━━ Text excerpt

3.4 Sending a message
Sometimes visualizations seem to be created as
much to communicate a message as to analyze a
data set. For example, one user, “Jeremy,”
visualized the number of people with multiple
sclerosis (MS) per country worldwide. Jeremy
blogged about this visualization and the entry was
picked up a blogger friend of his, who is disabled
with multiple sclerosis. In a heartfelt post, the
blogger shows an image of the visualization and
says:
Thank you … for helping us become aware of
the fact that there are so many MSers in so many
places. We are not alone.
Visitors to the site have created visualizations
that advocate positions, that bring solace (as in the
MS example), and that illustrate issues of
importance to them. One of the distinguishing
traits in this class of visualizations is the deep
knowledge users usually have of the subject
matter they visualize. The intent seems not so
much to use visualizations as tools for exploration
and discovery as it is to make a statement and to
bond around a topic of interest. An interesting
example is a series of visualizations relating to the
Bible.
Figure 4: New Testament visualizations
Two days after launch, a user uploaded a data
set of name co-occurrences in Biblical verses and
visualized it both in a network graph and in a
treemap. The user then wrote about it on a
Christian blog that has wide readership (Fig 4).
This blog entry received more than a hundred
comments and references (many more than other
posts we examined on this blog). At first the entry
spread over a community of Christian blogs and
later reached a wider audience via such high
profile blogs as BoingBoing. In fact, a search on
technorati.com revealed that there were over 200
links back to the original blog entry (more than
twice the number of links back to the well-known
New York Times interactive infographic entitled
“Faces of the Dead” remembering 3000 fallen US
service members during the Iraq war [8]).
The Bible network diagram had a catalyzing
effect: it caused the creation of additional
visualizations of data about the Bible. One user
said on his blog that he was inspired to upload and
visualize data on the length and authorship of
New Testament documents. Another user made a
tag cloud of the first half of the Old Testament.
The trend of religious-themed visualizations
continues to this day.
Figure 5: Video blog post about Many Eyes
Two aspects to this phenomenon bear
mentioning, because they contradict some of our
own expectations for the site. First, almost all
discussion about the religious visualizations
created on Many Eyes is happening offsite. There
is a strong community of Christian bloggers that is
used to interacting through blog posts and it is no
different when they refer to the visualizations
created on Many Eyes. Some users are utilizing
the “blog this” button to add images (with links)
of the visualizations on their blogs. Other users
are more ambitious: one even created a video of
himself interacting with the original social
network graph of name co-occurrences, looking
for nodes that were not directly linked to Jesus
(Fig. 5). Given that Many Eyes has features that
encourage discussion around Many Eyes
visualizations both on and off the site [18], it is
interesting that such a high proportion of activity
occurred on external domains.

━━━━

The task: Write the next part of the passage on visualizations shared through Many Eyes, picking up after its final sentence.

━━ Material

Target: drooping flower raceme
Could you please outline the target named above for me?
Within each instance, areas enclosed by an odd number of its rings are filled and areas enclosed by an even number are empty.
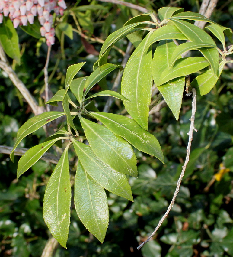
[[[40,29],[42,37],[45,37],[49,46],[55,41],[55,32],[52,27],[53,17],[51,13],[63,15],[66,8],[64,0],[0,0],[0,23],[3,16],[9,16],[14,27],[33,24],[37,16],[41,25]]]

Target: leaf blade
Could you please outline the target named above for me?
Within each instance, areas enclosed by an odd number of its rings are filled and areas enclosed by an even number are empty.
[[[93,112],[91,115],[115,135],[122,137],[139,150],[156,157],[163,163],[163,155],[157,139],[132,119],[105,112]]]
[[[70,223],[71,187],[68,148],[65,149],[45,190],[43,216],[53,236],[66,248]]]
[[[108,225],[108,206],[104,188],[90,177],[78,162],[75,179],[75,205],[88,231],[103,243]]]

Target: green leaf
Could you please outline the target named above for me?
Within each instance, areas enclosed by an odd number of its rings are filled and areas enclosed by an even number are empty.
[[[225,37],[222,30],[219,25],[216,24],[212,24],[206,27],[205,29],[208,29],[218,38],[222,43],[224,48],[226,47],[225,45]]]
[[[68,96],[67,94],[66,94],[63,98],[63,102],[62,103],[63,109],[65,113],[67,119],[67,124],[69,125],[75,130],[76,135],[78,135],[76,128],[75,127],[74,122],[73,121],[73,119],[70,114],[70,110],[69,104],[68,102]]]
[[[190,41],[210,44],[216,46],[211,37],[200,28],[184,21],[173,18],[169,19]],[[219,59],[218,50],[214,48],[207,48],[199,51],[210,64],[215,76],[217,76]]]
[[[152,65],[152,75],[157,86],[161,75],[167,68],[173,52],[177,47],[173,40],[161,40],[158,43],[154,54]]]
[[[78,73],[81,68],[86,63],[80,63],[76,64],[71,65],[69,66],[66,72],[66,76],[65,77],[65,91],[67,91],[70,85],[70,83],[75,77],[75,76]]]
[[[90,146],[98,158],[119,172],[137,176],[136,156],[127,141],[102,125],[83,118],[81,118],[80,121]]]
[[[128,61],[122,77],[121,93],[129,100],[124,101],[129,114],[141,127],[148,128],[149,105],[151,102],[152,78],[152,54],[150,49],[144,54],[152,35],[150,32]]]
[[[188,39],[175,26],[167,25],[157,29],[151,37],[148,46],[157,41],[163,40],[179,39],[186,40]]]
[[[3,22],[0,24],[0,42],[6,54],[19,63],[19,38],[12,22],[8,17],[3,17]]]
[[[14,161],[14,151],[22,139],[46,124],[63,116],[65,114],[63,112],[47,112],[31,118],[26,121],[20,128],[17,133],[16,141],[10,155],[11,161]]]
[[[54,96],[45,103],[46,104],[49,104],[53,106],[58,106],[57,102],[62,102],[63,101],[63,98],[66,93],[65,89],[61,89],[59,90]],[[71,100],[70,97],[68,96],[68,101],[70,102]]]
[[[99,60],[102,56],[109,47],[112,47],[117,41],[124,37],[136,31],[143,30],[143,27],[138,27],[141,24],[148,24],[147,21],[141,21],[123,27],[111,34],[104,41],[100,52]]]
[[[181,108],[185,77],[174,79],[158,87],[177,120]]]
[[[60,30],[64,32],[65,35],[66,35],[71,40],[73,40],[73,28],[70,24],[67,22],[61,22],[57,27]]]
[[[123,100],[125,101],[129,101],[129,100],[126,98],[124,96],[123,96],[118,92],[116,92],[115,91],[112,91],[111,90],[105,90],[104,91],[101,91],[101,92],[98,92],[98,93],[94,94],[89,97],[86,98],[85,100],[86,101],[87,100],[89,99],[90,98],[92,98],[93,97],[96,97],[97,96],[112,96],[113,97],[115,97],[116,98],[118,98],[119,99]]]
[[[204,57],[188,57],[178,59],[172,68],[167,68],[164,70],[156,86],[158,86],[176,78],[196,72],[209,65],[209,63]]]
[[[70,223],[71,187],[66,148],[46,187],[43,216],[53,236],[65,248]]]
[[[75,180],[75,208],[81,221],[102,243],[108,225],[108,206],[104,188],[78,162]]]
[[[40,26],[38,20],[35,20],[33,24],[28,23],[26,26],[20,26],[20,28],[30,36],[39,39],[42,37],[40,31]]]
[[[208,94],[218,80],[225,62],[226,60],[224,59],[219,64],[217,77],[215,76],[213,70],[210,69],[195,78],[191,83],[192,86],[196,88],[197,92],[201,96]]]
[[[122,137],[139,151],[155,156],[164,163],[161,146],[155,137],[132,119],[105,112],[93,112],[91,115],[115,135]]]
[[[184,8],[169,6],[162,7],[158,10],[158,15],[161,21],[170,18],[173,15],[184,11]]]
[[[82,77],[73,80],[70,83],[70,90],[81,104],[86,81],[88,76]]]
[[[110,192],[133,201],[130,187],[125,175],[103,162],[88,145],[73,138],[72,140],[81,164],[94,180]]]
[[[85,90],[82,96],[83,102],[88,93],[101,80],[107,76],[109,73],[114,70],[116,68],[121,68],[121,67],[122,66],[120,65],[106,63],[95,70],[89,76],[86,81],[84,86]]]
[[[206,47],[217,48],[217,47],[214,45],[199,42],[187,42],[180,45],[174,50],[169,63],[169,67],[171,68],[172,67],[175,62],[184,53],[190,50],[198,50],[199,48]]]
[[[146,13],[136,16],[127,21],[125,24],[124,26],[140,21],[150,21],[151,19],[151,14],[149,13]],[[144,26],[141,24],[139,26],[141,27],[145,27],[146,26],[146,24],[144,24]],[[135,47],[137,47],[138,46],[142,40],[143,32],[143,31],[136,31],[126,36],[127,38]]]
[[[21,157],[19,161],[17,170],[17,179],[23,174],[45,153],[59,138],[40,144],[28,150]]]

━━━━

Response to this task:
Second, we find it surprising that the most
linked visualization on the site—the graph
visualization of name co-occurrences—does not
reveal any relationships that would be unexpected
to knowledgeable Christians. Rather than showing
a discovery or novel insight, the display shows
viewers what they expect to see: Jesus dominates
the graph. He is represented as the biggest dot in
the center of the graph with the highest degree of
connection to other nodes.
The fact that the visualization reinforces a
common understanding may help viewers bond
with others of the same faith. Perhaps in this
context, a fact does not have to be new to be
worth communicating.
3.5 Innovative uses of visualizations
Many users came up with creative ways to use
visualizations. The fourteen visualization
techniques available on Many Eyes were
deliberately written to be as simple as possible.
Despite this simplicity, we found several instances
where our users managed to find unanticipated
ways to use these techniques.
One example of such as use is shown in figure
6. The data set relates to a well-known web site,
Digg.com, on which users share interesting URLS
(termed “diggs”) and annotate these URLs with
comments. The graph is a hierarchical stacked
area chart meant for displaying multiple time
series. In this case, however, the creator is
showing a “time series” with only two x-axis
points, labeled “Diggs” and “comments”. The
creator has also clicked the “percentage”
checkbox at lower right, which normalizes the
series on a percentage basis. At first this simply
looks like an error—but on close inspection, the
visualization turns out to be an interesting way of
comparing the number of diggs in a topic area to
the number of comments. It is apparent, for
example, that technology-related topics are
discussed less often relative to “world & business”
URLs. A brief conversation on the site with the
creator confirmed that this effect was intentional.
Figure 6: Novel use of Stack Graph for Categories
Several other novel uses of visualization
components emerged. One person used the bubble
chart to show data on the sizes of the planets,
yielding an elegant visual pun since the disks in
the visualization resembled planetary silhouettes.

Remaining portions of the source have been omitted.